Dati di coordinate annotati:
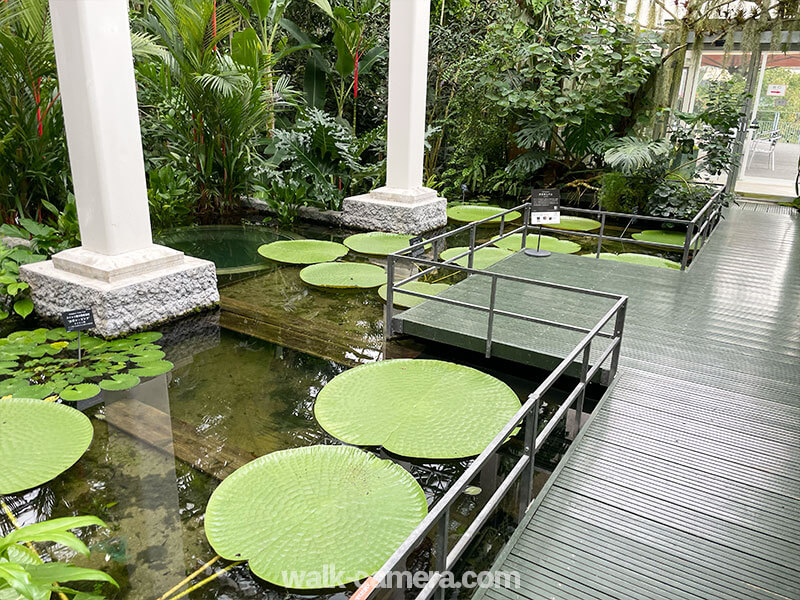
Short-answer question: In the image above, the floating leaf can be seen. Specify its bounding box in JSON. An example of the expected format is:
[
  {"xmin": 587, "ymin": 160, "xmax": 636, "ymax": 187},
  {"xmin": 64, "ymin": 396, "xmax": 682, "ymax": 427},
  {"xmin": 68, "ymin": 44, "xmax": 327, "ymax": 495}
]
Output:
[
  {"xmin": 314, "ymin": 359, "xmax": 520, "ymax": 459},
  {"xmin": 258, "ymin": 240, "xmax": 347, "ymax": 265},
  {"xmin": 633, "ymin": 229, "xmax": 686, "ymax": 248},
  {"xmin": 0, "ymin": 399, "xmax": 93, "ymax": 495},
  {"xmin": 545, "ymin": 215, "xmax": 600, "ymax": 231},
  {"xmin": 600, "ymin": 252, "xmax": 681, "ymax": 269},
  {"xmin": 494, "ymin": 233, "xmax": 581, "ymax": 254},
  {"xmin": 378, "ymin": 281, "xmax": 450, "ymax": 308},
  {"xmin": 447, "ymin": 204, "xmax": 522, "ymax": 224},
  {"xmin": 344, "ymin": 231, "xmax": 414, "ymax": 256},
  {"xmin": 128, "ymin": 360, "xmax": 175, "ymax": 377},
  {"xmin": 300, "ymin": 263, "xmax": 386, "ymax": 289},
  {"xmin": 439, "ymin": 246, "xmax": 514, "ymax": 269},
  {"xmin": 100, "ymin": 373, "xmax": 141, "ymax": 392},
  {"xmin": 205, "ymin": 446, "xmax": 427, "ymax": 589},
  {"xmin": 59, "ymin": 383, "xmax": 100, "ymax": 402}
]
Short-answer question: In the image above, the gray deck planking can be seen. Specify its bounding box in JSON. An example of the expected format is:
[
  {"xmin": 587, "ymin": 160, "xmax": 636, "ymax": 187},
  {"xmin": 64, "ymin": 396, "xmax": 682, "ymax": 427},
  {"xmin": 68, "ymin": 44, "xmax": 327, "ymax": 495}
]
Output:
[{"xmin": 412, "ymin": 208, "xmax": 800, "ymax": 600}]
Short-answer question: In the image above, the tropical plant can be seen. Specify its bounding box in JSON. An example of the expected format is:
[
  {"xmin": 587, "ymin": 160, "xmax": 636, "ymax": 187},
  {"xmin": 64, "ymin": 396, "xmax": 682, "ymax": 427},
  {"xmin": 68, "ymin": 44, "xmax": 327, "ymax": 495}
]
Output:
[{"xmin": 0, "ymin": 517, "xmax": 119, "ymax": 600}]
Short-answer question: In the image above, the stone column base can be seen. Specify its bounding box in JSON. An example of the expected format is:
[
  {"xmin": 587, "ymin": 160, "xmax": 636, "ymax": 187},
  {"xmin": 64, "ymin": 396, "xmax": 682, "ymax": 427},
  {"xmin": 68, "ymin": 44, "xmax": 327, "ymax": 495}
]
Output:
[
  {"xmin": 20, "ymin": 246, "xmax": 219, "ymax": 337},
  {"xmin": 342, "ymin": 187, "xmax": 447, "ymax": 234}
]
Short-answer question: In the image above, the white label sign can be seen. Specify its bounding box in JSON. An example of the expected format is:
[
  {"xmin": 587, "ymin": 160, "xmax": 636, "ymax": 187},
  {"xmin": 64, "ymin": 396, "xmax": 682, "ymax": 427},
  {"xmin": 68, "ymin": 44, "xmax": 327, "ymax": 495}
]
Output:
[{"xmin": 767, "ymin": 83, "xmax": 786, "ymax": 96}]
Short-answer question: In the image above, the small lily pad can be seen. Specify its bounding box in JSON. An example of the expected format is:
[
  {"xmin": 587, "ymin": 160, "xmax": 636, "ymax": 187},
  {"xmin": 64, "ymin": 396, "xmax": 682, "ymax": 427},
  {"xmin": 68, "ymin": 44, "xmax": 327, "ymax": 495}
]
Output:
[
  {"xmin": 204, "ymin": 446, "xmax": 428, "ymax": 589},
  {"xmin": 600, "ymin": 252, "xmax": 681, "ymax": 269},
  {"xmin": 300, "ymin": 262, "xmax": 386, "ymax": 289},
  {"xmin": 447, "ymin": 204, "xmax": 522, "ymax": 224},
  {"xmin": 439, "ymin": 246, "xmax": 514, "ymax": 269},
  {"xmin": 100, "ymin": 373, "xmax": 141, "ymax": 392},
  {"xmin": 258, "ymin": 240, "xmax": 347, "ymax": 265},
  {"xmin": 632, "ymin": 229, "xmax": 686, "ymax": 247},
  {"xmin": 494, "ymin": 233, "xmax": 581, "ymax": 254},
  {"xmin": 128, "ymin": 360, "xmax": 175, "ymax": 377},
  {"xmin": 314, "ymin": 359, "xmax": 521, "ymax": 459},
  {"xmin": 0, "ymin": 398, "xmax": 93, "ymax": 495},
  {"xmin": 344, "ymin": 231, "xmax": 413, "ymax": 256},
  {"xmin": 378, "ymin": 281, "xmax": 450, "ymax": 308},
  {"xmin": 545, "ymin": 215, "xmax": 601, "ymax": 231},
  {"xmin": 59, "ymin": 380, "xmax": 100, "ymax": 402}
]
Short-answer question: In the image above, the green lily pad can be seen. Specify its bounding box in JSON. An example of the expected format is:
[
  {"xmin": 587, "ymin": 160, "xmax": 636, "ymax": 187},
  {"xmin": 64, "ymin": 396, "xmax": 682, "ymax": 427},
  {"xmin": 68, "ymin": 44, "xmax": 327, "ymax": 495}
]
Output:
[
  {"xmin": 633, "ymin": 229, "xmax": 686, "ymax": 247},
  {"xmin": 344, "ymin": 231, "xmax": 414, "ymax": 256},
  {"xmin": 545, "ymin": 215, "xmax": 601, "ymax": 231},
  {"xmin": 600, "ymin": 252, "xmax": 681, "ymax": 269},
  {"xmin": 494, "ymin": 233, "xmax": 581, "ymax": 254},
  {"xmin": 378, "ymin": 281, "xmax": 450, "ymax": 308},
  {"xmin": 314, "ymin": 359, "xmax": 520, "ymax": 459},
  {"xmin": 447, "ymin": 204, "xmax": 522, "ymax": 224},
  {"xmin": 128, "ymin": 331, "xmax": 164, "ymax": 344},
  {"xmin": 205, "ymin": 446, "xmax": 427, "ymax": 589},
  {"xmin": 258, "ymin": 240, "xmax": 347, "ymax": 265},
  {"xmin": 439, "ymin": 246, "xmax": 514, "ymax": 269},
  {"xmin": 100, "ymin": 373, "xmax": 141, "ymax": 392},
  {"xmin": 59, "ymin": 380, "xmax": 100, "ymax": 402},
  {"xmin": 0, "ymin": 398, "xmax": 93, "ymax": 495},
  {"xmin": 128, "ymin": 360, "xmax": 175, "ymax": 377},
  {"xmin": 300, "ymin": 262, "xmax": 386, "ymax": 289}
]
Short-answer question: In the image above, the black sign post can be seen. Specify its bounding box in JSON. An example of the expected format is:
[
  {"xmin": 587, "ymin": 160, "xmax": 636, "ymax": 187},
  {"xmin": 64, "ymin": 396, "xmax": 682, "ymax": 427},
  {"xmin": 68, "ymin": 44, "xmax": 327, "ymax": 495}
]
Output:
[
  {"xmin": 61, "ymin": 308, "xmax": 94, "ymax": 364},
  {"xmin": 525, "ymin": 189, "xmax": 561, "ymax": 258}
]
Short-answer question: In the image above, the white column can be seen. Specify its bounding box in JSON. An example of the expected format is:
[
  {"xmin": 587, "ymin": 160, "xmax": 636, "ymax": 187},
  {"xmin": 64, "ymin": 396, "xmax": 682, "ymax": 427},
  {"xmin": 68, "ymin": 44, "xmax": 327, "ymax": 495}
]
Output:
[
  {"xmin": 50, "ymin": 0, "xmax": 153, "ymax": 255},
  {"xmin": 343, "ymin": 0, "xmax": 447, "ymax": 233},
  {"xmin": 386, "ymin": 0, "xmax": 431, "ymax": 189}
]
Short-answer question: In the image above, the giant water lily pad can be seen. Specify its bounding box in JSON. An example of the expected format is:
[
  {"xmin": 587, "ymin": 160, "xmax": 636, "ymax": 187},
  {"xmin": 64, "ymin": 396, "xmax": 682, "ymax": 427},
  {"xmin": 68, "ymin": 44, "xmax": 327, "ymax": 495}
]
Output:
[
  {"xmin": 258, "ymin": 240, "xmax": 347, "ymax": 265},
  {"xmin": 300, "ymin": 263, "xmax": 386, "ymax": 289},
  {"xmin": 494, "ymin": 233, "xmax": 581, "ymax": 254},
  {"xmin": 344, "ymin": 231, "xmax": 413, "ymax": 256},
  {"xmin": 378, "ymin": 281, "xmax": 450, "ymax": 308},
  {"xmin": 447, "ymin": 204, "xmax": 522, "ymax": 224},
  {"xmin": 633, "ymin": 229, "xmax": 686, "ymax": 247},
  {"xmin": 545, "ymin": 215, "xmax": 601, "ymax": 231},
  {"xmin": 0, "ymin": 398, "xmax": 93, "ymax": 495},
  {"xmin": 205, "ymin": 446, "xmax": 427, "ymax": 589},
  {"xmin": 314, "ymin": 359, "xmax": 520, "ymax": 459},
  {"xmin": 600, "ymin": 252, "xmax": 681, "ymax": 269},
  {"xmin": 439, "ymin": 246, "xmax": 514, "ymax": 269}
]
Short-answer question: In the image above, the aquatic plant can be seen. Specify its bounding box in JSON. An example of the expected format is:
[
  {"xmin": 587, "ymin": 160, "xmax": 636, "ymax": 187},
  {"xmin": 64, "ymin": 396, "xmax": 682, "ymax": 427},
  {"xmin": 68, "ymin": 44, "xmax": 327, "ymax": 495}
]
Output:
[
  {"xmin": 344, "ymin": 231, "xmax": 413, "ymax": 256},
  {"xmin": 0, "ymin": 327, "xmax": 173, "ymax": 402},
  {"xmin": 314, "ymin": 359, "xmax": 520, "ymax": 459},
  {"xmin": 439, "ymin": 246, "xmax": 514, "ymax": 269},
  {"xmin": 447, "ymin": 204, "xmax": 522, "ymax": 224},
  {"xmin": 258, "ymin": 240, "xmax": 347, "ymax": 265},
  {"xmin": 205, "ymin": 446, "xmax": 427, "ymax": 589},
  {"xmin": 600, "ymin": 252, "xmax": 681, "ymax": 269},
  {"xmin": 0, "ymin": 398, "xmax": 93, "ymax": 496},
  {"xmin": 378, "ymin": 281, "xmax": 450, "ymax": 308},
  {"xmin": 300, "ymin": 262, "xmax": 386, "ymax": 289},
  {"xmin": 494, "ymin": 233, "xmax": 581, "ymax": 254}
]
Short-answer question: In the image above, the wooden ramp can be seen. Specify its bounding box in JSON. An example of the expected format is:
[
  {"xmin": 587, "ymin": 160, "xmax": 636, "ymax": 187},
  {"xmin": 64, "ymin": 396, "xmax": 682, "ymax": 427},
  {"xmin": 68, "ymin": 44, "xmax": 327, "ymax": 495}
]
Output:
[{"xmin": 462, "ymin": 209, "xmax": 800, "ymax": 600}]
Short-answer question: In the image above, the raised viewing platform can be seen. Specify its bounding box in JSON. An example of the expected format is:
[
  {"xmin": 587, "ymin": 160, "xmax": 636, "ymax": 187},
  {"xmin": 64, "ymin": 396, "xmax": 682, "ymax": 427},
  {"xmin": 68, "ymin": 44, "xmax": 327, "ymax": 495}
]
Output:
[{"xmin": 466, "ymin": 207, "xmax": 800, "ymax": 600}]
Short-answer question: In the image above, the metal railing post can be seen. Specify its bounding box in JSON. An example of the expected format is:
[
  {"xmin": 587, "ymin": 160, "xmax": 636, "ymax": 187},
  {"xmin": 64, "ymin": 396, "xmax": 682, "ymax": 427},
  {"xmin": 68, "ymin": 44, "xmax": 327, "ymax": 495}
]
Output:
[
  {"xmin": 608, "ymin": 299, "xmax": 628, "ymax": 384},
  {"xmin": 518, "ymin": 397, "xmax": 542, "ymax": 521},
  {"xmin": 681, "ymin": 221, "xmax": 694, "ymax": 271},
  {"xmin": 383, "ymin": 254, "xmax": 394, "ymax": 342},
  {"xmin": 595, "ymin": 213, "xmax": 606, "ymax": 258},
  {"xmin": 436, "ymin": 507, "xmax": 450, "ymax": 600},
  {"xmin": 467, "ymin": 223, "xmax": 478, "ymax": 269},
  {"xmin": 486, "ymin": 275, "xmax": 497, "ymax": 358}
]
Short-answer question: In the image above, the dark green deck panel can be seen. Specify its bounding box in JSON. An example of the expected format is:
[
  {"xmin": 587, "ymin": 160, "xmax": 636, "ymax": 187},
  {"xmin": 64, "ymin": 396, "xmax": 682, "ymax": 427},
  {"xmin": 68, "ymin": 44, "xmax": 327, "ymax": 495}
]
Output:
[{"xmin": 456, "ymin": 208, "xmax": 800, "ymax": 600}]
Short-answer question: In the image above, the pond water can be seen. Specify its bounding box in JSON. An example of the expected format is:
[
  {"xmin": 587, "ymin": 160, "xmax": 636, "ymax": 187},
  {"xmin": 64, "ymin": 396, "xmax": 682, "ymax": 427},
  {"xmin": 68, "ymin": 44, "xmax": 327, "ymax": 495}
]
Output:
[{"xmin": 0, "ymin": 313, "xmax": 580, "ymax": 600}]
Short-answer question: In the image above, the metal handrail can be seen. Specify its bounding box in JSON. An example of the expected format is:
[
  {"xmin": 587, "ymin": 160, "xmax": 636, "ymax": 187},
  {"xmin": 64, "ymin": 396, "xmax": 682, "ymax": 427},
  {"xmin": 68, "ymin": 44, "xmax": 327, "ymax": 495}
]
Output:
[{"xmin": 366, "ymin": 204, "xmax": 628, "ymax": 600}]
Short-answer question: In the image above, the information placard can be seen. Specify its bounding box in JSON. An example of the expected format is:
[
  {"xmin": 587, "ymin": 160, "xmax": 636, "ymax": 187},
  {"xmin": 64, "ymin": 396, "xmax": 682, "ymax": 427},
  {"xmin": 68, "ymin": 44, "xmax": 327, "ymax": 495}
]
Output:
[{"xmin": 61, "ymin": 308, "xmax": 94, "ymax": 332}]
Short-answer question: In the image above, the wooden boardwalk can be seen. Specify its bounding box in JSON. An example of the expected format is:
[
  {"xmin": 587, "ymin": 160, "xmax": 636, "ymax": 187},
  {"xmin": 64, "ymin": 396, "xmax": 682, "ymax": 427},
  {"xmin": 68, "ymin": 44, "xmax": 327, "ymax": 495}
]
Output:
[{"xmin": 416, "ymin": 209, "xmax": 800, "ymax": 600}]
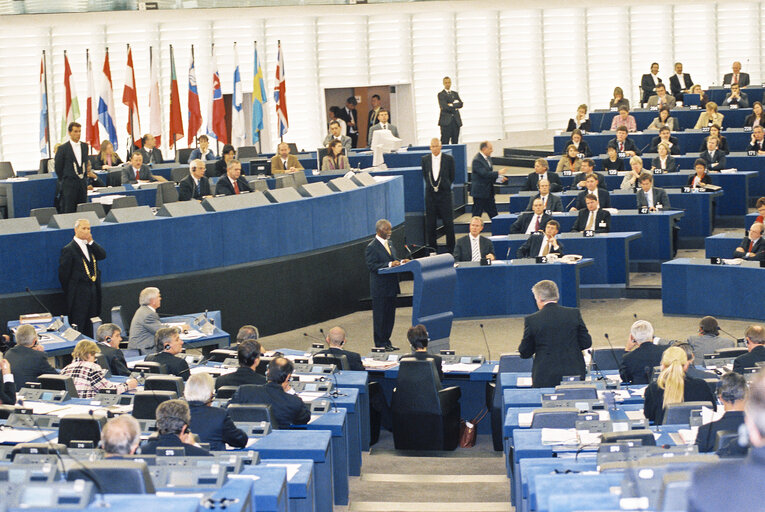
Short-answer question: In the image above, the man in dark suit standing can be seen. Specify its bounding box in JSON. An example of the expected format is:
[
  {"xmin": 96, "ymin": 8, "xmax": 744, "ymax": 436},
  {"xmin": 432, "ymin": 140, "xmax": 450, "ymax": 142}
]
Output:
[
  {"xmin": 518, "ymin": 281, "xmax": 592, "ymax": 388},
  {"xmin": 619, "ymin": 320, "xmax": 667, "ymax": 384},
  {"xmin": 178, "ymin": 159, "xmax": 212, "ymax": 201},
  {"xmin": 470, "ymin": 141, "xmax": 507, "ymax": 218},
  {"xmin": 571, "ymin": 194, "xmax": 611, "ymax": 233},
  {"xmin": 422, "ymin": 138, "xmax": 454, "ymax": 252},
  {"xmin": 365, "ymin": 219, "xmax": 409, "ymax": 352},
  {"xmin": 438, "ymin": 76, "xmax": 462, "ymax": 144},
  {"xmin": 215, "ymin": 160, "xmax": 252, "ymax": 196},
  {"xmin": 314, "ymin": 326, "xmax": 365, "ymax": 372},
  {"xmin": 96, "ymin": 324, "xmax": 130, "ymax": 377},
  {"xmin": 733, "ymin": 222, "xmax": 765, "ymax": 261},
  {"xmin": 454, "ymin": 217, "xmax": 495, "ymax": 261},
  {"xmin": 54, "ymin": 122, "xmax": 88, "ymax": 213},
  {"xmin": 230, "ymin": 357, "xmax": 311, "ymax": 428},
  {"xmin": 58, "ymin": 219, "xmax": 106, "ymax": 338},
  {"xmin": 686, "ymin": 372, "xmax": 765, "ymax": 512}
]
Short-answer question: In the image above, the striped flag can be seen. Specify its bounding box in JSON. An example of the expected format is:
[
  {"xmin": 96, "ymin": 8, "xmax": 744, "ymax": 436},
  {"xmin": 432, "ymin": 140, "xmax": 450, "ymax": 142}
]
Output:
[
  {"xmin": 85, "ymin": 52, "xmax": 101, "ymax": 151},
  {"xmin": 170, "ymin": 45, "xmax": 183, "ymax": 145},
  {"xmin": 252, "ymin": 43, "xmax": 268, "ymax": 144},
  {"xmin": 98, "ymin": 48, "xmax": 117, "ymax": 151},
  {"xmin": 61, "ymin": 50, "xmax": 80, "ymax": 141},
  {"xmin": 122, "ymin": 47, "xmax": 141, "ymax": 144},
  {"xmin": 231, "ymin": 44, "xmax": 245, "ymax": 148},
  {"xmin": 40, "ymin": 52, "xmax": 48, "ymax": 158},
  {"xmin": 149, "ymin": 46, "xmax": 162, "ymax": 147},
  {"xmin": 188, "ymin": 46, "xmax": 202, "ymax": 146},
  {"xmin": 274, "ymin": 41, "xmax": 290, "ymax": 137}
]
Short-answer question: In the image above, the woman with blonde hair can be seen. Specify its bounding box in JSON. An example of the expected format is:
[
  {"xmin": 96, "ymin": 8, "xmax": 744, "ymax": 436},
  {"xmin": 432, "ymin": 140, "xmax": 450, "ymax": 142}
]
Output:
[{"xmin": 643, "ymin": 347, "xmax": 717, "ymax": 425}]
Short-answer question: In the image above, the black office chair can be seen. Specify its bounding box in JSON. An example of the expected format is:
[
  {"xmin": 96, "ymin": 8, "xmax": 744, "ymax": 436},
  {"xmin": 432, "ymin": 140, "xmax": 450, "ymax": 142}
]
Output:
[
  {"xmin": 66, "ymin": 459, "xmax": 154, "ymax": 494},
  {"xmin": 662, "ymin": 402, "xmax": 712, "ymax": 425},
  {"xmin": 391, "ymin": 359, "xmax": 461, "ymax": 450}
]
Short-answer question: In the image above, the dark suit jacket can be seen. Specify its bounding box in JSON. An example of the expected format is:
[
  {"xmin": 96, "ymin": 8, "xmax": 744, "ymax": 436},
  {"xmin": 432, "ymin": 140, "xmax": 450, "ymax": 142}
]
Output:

▸ La richiesta: Puoi riscrivere le righe dei dati dalla riga con "Short-answer question: In the image above, the woman" fino alla fine dei dati, richieste incluse, traslando di 21 ogni coordinata delle risposte? I numeri nelle richieste e nei modelli di formato restano invariati.

▸ Risposta:
Short-answer question: In the image above, the woman with blonde hair can be seen. Specify its bounding box in JSON. An example of the expected format is:
[
  {"xmin": 96, "ymin": 8, "xmax": 744, "ymax": 436},
  {"xmin": 432, "ymin": 140, "xmax": 450, "ymax": 142}
]
Output:
[{"xmin": 664, "ymin": 368, "xmax": 738, "ymax": 446}]
Short-answer question: In the image above, the black office chair can be seen. Specify its bounding box in JSON. An example of the expected format is:
[
  {"xmin": 96, "ymin": 8, "xmax": 744, "ymax": 436},
  {"xmin": 432, "ymin": 140, "xmax": 450, "ymax": 142}
]
Output:
[
  {"xmin": 87, "ymin": 480, "xmax": 175, "ymax": 515},
  {"xmin": 683, "ymin": 423, "xmax": 733, "ymax": 446},
  {"xmin": 412, "ymin": 380, "xmax": 482, "ymax": 471}
]
Short-answer question: In the image above, the dark suit jacket can be seen. Specify its bounding box in JSON. An example of the expected format is:
[
  {"xmin": 96, "ymin": 8, "xmax": 744, "ymax": 436},
  {"xmin": 432, "ymin": 140, "xmax": 450, "ymax": 142}
]
Output:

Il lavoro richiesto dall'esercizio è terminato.